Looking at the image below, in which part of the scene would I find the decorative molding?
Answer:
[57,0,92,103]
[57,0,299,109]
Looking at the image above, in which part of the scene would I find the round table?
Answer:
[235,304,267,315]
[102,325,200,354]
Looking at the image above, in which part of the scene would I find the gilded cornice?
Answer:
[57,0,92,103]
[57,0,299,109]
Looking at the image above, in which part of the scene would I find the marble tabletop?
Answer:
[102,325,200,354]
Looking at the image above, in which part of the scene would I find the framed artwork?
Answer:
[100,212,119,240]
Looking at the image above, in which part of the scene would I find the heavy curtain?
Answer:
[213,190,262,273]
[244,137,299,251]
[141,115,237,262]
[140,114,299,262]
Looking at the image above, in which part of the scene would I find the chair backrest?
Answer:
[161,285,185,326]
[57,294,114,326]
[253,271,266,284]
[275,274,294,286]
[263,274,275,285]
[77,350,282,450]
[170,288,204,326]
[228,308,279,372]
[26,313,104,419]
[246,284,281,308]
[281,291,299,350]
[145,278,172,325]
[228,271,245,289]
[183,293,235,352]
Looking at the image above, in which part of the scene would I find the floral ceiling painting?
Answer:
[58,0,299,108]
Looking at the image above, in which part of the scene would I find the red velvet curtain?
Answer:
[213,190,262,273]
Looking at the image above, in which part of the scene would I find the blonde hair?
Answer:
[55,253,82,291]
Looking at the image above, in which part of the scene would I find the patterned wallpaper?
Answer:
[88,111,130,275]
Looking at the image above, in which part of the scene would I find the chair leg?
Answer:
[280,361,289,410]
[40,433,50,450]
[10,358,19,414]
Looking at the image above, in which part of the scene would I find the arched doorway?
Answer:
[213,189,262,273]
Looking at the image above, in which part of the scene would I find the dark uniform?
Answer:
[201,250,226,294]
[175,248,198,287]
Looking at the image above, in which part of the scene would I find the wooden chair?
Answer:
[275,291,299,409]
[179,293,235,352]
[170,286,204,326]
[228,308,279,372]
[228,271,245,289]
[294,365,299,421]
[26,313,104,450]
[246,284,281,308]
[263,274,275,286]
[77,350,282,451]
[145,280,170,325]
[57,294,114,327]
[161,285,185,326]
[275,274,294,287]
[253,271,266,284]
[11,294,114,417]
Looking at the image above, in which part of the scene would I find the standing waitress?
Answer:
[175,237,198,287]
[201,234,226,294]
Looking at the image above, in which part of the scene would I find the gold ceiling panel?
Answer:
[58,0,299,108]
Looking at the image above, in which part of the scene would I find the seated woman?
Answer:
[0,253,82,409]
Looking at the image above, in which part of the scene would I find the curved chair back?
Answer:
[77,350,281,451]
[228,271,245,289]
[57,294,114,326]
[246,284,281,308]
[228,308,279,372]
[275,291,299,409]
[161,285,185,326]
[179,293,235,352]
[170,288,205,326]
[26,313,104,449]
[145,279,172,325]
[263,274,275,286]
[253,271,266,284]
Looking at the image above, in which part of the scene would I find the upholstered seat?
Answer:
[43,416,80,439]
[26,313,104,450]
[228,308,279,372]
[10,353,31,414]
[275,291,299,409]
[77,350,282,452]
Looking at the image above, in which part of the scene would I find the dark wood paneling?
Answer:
◆ ◆ ◆ ◆
**The task:** Copy every line of the listing from the line with "the upholstered seat?" through the end of the listing, raising each bounding box coordinate by 114.

**Solution to this problem:**
Looking at the image above, in which part of the scene would I find the upholstered seat?
Answer:
[157,530,194,553]
[140,427,218,564]
[342,422,393,486]
[124,467,145,528]
[389,405,413,523]
[191,464,396,566]
Looking at the image above, in which part of the scene would I find the dark wood paneling?
Answer:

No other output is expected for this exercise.